**Material to process**
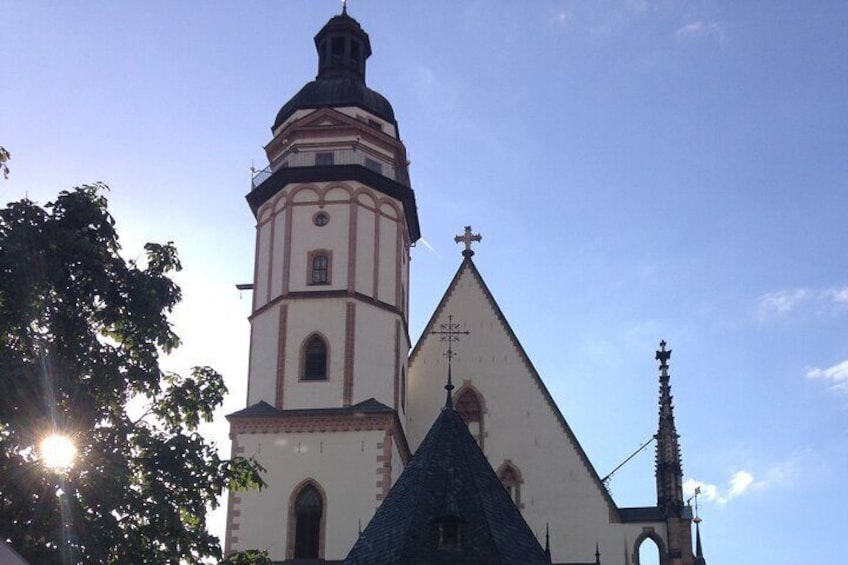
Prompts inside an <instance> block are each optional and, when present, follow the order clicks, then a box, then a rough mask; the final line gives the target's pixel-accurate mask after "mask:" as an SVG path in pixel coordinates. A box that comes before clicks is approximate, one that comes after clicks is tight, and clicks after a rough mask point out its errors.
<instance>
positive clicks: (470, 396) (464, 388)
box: [454, 386, 485, 449]
mask: <svg viewBox="0 0 848 565" xmlns="http://www.w3.org/2000/svg"><path fill="white" fill-rule="evenodd" d="M454 406H456V411H457V412H459V415H460V417H461V418H462V421H463V422H465V425H466V426H468V431H470V432H471V435H473V436H474V437H475V438H477V444H478V445H479V446H480V449H483V438H484V437H485V435H484V433H483V398H482V397H481V396H480V395H479V394H478V393H477V391H475V390H474V389H473V388H472V387H470V386H463V387H462V388H461V389H460V390H459V392H458V393H457V396H456V400H455V401H454Z"/></svg>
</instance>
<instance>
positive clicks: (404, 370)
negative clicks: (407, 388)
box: [400, 367, 406, 414]
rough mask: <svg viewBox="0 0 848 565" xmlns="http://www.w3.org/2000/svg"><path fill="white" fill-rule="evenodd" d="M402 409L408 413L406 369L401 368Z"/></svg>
mask: <svg viewBox="0 0 848 565" xmlns="http://www.w3.org/2000/svg"><path fill="white" fill-rule="evenodd" d="M400 409H401V410H403V413H404V414H406V369H405V368H403V367H401V368H400Z"/></svg>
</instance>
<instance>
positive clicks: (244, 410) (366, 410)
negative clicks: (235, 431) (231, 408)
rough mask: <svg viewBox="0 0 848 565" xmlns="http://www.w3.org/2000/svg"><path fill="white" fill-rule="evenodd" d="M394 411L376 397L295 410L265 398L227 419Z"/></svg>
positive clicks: (347, 413) (382, 412)
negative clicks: (288, 408) (334, 406)
mask: <svg viewBox="0 0 848 565" xmlns="http://www.w3.org/2000/svg"><path fill="white" fill-rule="evenodd" d="M394 412H395V410H394V409H393V408H390V407H389V406H386V405H385V404H383V403H382V402H380V401H379V400H376V399H374V398H369V399H368V400H363V401H362V402H357V403H356V404H353V405H351V406H344V407H338V408H299V409H295V410H280V409H279V408H274V407H273V406H271V405H270V404H268V403H267V402H265V401H264V400H260V401H259V402H257V403H256V404H251V405H250V406H248V407H247V408H243V409H241V410H239V411H238V412H233V413H232V414H228V415H227V419H230V418H261V417H266V416H299V415H309V416H315V415H318V414H324V415H328V416H331V415H336V414H380V413H394Z"/></svg>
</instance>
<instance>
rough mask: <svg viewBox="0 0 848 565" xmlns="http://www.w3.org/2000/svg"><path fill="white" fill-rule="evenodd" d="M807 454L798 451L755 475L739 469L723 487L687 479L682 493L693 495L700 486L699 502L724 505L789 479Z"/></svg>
mask: <svg viewBox="0 0 848 565" xmlns="http://www.w3.org/2000/svg"><path fill="white" fill-rule="evenodd" d="M807 454H808V452H807V451H804V452H801V453H798V454H796V455H794V456H792V457H790V458H789V459H786V460H785V461H780V462H778V463H775V464H774V465H772V466H770V467H768V468H767V469H766V470H765V471H764V472H762V473H758V474H757V475H756V476H755V474H754V472H753V471H749V470H745V469H740V470H738V471H736V472H735V473H733V474H732V475H730V477H729V478H728V479H727V482H726V484H725V486H724V487H720V486H718V485H715V484H712V483H709V482H706V481H699V480H696V479H688V480H686V481H685V482H684V483H683V495H684V497H685V498H686V499H689V498H690V497H692V496H694V495H695V489H696V488H700V489H701V490H700V498H699V500H700V501H701V502H713V503H716V504H720V505H725V504H727V503H729V502H731V501H732V500H734V499H736V498H739V497H740V496H742V495H745V494H748V493H751V492H754V491H760V490H762V489H766V488H770V487H773V486H776V485H779V484H782V483H786V482H787V481H789V480H791V479H792V478H793V477H794V476H795V475H796V474H797V472H798V468H799V467H800V465H801V460H802V458H803V457H804V456H806V455H807Z"/></svg>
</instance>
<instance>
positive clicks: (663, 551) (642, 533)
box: [633, 527, 665, 565]
mask: <svg viewBox="0 0 848 565" xmlns="http://www.w3.org/2000/svg"><path fill="white" fill-rule="evenodd" d="M634 553H635V555H634V558H635V559H634V560H633V562H634V563H635V564H636V565H659V564H660V563H663V562H664V560H663V557H662V556H663V555H665V544H664V543H663V539H662V538H661V537H660V536H659V535H658V534H657V533H656V532H655V531H654V529H653V528H651V527H646V528H642V533H641V534H640V535H639V537H637V538H636V542H635V549H634Z"/></svg>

**What the task requires**
Once the pictures are removed, output the entries above exactly as given.

**Completed task**
Prompts inside an <instance> block are each optional and, when present, follow the order clicks, then a box, then a rough mask; the final line gives the target's pixel-accurate mask after "mask:" as an SVG path in pixel coordinates. A box that comes before clicks is approximate, one that comes after clicks is tight, and clicks after a rough mask point out its errors.
<instance>
positive clicks: (470, 396) (464, 388)
box: [454, 386, 485, 449]
mask: <svg viewBox="0 0 848 565" xmlns="http://www.w3.org/2000/svg"><path fill="white" fill-rule="evenodd" d="M454 406H456V411H457V412H459V415H460V417H461V418H462V421H463V422H465V425H466V426H468V431H470V432H471V435H473V436H474V437H475V438H477V444H478V445H479V446H480V449H483V438H484V437H485V435H484V433H483V398H482V397H481V396H480V395H479V394H478V393H477V391H475V390H474V389H473V388H472V387H470V386H463V387H462V388H461V389H460V390H459V392H458V393H457V396H456V400H455V401H454Z"/></svg>
</instance>
<instance>
positive clicks: (404, 370)
negative clicks: (407, 388)
box: [400, 367, 406, 414]
rough mask: <svg viewBox="0 0 848 565" xmlns="http://www.w3.org/2000/svg"><path fill="white" fill-rule="evenodd" d="M402 409L408 413L406 369L401 368Z"/></svg>
mask: <svg viewBox="0 0 848 565" xmlns="http://www.w3.org/2000/svg"><path fill="white" fill-rule="evenodd" d="M400 409H401V410H403V413H404V414H406V369H405V368H403V367H401V368H400Z"/></svg>
</instance>
<instance>
positive clicks: (244, 410) (366, 410)
negative clicks: (235, 431) (231, 408)
rough mask: <svg viewBox="0 0 848 565" xmlns="http://www.w3.org/2000/svg"><path fill="white" fill-rule="evenodd" d="M394 411L376 397L295 410L265 398L227 419Z"/></svg>
positive clicks: (347, 413) (382, 412)
negative clicks: (288, 408) (334, 406)
mask: <svg viewBox="0 0 848 565" xmlns="http://www.w3.org/2000/svg"><path fill="white" fill-rule="evenodd" d="M394 412H395V410H394V409H393V408H390V407H389V406H386V405H385V404H383V403H382V402H380V401H379V400H376V399H374V398H369V399H368V400H363V401H362V402H357V403H356V404H353V405H351V406H344V407H338V408H299V409H295V410H280V409H279V408H274V407H273V406H271V405H270V404H268V403H267V402H265V401H264V400H260V401H259V402H257V403H256V404H251V405H250V406H248V407H247V408H243V409H241V410H239V411H238V412H233V413H232V414H228V415H227V419H230V418H261V417H266V416H299V415H309V416H315V415H318V414H324V415H328V416H331V415H336V414H380V413H394Z"/></svg>
</instance>
<instance>
rough mask: <svg viewBox="0 0 848 565" xmlns="http://www.w3.org/2000/svg"><path fill="white" fill-rule="evenodd" d="M807 454L798 451L755 475L739 469L723 487L687 479L682 493L693 495L700 486L699 502L724 505L789 479Z"/></svg>
mask: <svg viewBox="0 0 848 565" xmlns="http://www.w3.org/2000/svg"><path fill="white" fill-rule="evenodd" d="M807 454H808V452H807V451H804V452H801V453H798V454H796V455H794V456H792V457H790V458H789V459H786V460H785V461H780V462H778V463H775V464H774V465H772V466H770V467H768V468H767V469H766V470H765V471H764V472H762V473H758V474H757V475H756V476H755V474H754V472H753V471H749V470H745V469H740V470H738V471H736V472H735V473H733V474H732V475H730V477H729V478H728V479H727V482H726V484H725V486H724V487H720V486H718V485H715V484H712V483H709V482H706V481H699V480H696V479H688V480H686V481H685V482H684V483H683V495H684V497H685V498H686V499H689V498H690V497H692V496H694V495H695V489H696V488H700V489H701V490H700V498H699V500H700V501H701V502H713V503H716V504H720V505H725V504H727V503H729V502H731V501H732V500H734V499H736V498H739V497H740V496H742V495H745V494H748V493H751V492H754V491H760V490H762V489H766V488H770V487H773V486H776V485H779V484H782V483H786V482H787V481H789V480H791V479H792V478H793V477H794V476H795V475H796V474H797V472H798V468H799V467H800V465H801V460H802V458H803V457H804V456H806V455H807Z"/></svg>
</instance>
<instance>
positive clicks: (663, 551) (642, 533)
box: [633, 527, 665, 565]
mask: <svg viewBox="0 0 848 565" xmlns="http://www.w3.org/2000/svg"><path fill="white" fill-rule="evenodd" d="M634 553H635V555H634V558H635V559H634V560H633V562H634V563H635V564H636V565H659V564H660V563H663V562H664V560H663V557H662V556H663V555H665V544H664V543H663V539H662V538H661V537H660V536H659V535H658V534H657V533H656V532H655V531H654V529H653V528H651V527H646V528H642V533H641V534H640V535H639V537H637V538H636V542H635V549H634Z"/></svg>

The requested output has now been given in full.